[begin Materials provided]

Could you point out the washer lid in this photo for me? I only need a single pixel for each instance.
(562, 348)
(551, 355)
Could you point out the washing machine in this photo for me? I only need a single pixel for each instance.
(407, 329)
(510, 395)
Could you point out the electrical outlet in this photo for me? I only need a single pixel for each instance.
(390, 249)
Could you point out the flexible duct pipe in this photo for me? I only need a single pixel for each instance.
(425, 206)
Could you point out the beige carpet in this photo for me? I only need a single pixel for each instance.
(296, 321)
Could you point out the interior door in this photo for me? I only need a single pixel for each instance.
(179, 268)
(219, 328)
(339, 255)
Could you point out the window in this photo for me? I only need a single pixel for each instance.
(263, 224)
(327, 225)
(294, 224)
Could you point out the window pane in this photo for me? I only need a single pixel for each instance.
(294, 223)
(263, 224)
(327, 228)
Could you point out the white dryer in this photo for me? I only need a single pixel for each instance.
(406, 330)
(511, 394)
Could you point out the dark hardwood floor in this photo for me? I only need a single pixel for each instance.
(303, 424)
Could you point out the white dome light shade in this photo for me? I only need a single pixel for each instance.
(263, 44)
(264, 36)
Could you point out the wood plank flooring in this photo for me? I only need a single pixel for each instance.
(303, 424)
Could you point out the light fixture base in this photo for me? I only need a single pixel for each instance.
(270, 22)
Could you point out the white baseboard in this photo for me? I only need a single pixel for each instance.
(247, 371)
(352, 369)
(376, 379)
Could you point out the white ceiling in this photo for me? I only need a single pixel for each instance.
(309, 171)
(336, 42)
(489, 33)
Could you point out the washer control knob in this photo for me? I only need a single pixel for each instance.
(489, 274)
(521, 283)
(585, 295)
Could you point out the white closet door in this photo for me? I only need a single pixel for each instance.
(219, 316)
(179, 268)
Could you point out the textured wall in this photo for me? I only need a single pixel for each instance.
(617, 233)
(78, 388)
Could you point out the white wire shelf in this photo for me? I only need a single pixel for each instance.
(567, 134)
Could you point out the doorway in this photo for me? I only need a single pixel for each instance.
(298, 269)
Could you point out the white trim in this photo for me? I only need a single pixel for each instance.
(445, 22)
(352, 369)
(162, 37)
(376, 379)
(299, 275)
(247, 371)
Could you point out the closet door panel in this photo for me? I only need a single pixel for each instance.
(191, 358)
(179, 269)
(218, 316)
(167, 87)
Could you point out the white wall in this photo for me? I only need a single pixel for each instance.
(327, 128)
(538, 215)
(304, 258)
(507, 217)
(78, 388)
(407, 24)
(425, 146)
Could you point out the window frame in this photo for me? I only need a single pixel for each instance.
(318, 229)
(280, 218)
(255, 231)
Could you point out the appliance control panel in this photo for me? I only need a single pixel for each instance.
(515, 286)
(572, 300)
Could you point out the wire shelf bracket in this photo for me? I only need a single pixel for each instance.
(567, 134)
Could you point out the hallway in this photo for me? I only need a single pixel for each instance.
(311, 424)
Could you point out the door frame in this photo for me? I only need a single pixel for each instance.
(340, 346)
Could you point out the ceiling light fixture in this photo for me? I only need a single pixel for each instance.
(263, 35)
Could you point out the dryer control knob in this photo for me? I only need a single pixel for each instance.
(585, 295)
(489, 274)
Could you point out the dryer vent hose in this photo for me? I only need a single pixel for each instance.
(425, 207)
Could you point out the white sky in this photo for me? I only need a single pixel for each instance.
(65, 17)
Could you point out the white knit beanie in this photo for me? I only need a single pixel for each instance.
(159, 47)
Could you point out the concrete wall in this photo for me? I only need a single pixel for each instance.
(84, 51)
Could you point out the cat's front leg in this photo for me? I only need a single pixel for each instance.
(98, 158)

[end Materials provided]

Print the entries exactly. Include every one.

**The completed task:**
Could you point out the washer lid in this photo for me? I only need a single pixel for each instance.
(562, 348)
(551, 355)
Could you point out the washing machine in this photo for me? I only need a single pixel for each instance.
(407, 329)
(510, 395)
Could you point out the electrical outlet in this photo for me? I only need a single pixel for each instance.
(390, 249)
Could you point out the flexible duct pipe in this photo for me? I only need a single pixel for each instance.
(425, 206)
Could you point out the beige carpet in this photo for me? I only need a single pixel for each instance.
(296, 321)
Could you point out the interior door in this photo for me? I only need a single pixel for each instance.
(179, 268)
(219, 328)
(339, 255)
Could you point out the window in this photo for me? I only need a single pixel for each instance.
(263, 224)
(327, 225)
(294, 224)
Could you point out the window pane in this photo for me? I only need a single pixel for each instance.
(294, 223)
(263, 224)
(327, 228)
Could you point out the white dryer in this photo for me? I only need a single pixel for each instance.
(406, 330)
(511, 394)
Could you point out the dark hardwood floor in this photo for me? I only need a single pixel for each instance.
(303, 424)
Could you point out the white dome light shade in this photo for me? I only need a single pixel for each instance.
(263, 44)
(264, 36)
Could you point out the wood plank flooring in this photo for me? I only need a single pixel for each instance.
(303, 424)
Could you point out the light fixture base in this photo for me? I only need a single pixel for each instance.
(270, 22)
Could you point out the white baseboard in this photo for me? I only need a single pixel for each instance.
(247, 371)
(352, 369)
(376, 379)
Could you point out the white ceiling in this photo for me? I only need a single pixel for each instance.
(309, 171)
(336, 42)
(489, 33)
Could you point out the washer control knob in this photo for me? I only need a single pixel for each instance.
(489, 274)
(521, 283)
(585, 295)
Could you point out the white closet door in this photo for me? I only need a single pixel for each instance.
(219, 316)
(179, 268)
Could you point out the textured wall in this photo for me? I only need a single pixel for each instance.
(617, 233)
(78, 388)
Could you point out the white wire shelf in this photo for me? I only need a single pixel for each instance.
(567, 134)
Could you point out the doorway in this photo for me? I only need a single pixel for each instance.
(298, 269)
Could you point out the white trim in this photo for me? I only need a single pixel for each instance.
(445, 22)
(352, 369)
(162, 37)
(376, 379)
(299, 275)
(247, 371)
Could you point out the closet door panel in this photo for me? I only need a single pixel for each instance.
(191, 358)
(179, 269)
(218, 316)
(167, 87)
Could you point out the white wall in this photo for me? I only need a single pixel for each instance.
(327, 128)
(538, 215)
(304, 258)
(507, 217)
(78, 388)
(407, 24)
(425, 146)
Could you point out the window frame in this photo for me? I only need a single pixel for each instance.
(318, 229)
(280, 218)
(255, 231)
Could you point out the appliance control panel in this photo for me? I only need a single pixel for each instance.
(515, 286)
(572, 300)
Could you point out the wire shelf bracket in this photo for me? I only need a single pixel for each instance.
(567, 134)
Could you point out the hallway in this photo for me? I only need a single pixel for each instance.
(311, 424)
Could you point out the door frame in this photo for me? I only need a single pixel for each instance.
(340, 346)
Could you point out the ceiling light fixture in this photo for me? I only need a single pixel for each instance.
(263, 35)
Could you point out the dryer control knob in this photo for me? I only need a single pixel for each instance.
(585, 295)
(489, 274)
Could you point out the dryer vent hose in this photo for me? I only need a single pixel for each instance.
(425, 207)
Could you point out the white sky in this photo for me? I only need a single pixel for each instance.
(65, 17)
Could you point out the white knit beanie in this photo for me? I only need a single pixel for each instance.
(159, 47)
Could you point out the concrete wall in this photo for me? I only need a single pixel for each instance.
(84, 51)
Could you point out the cat's front leg in this photo for me? I only need a single pixel for each instance.
(98, 158)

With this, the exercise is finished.